§ Exercise:
Pull out the lines below and reproduce them word for word, leaving out the pictures.

§ Supplied data:
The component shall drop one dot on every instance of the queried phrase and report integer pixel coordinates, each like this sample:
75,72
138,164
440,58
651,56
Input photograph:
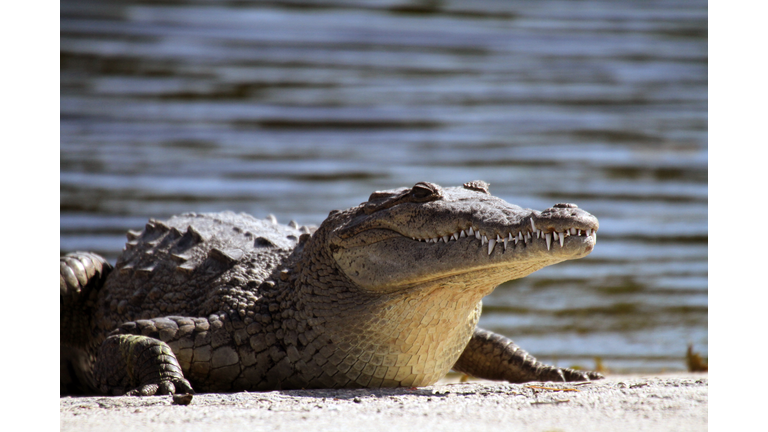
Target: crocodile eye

§ Completed exercise:
The component shall drop one dot on every instance of the queried phrase and report integer pixel coordinates, each like this sample:
75,72
138,164
440,58
651,56
Input photograph:
Target: crocodile eye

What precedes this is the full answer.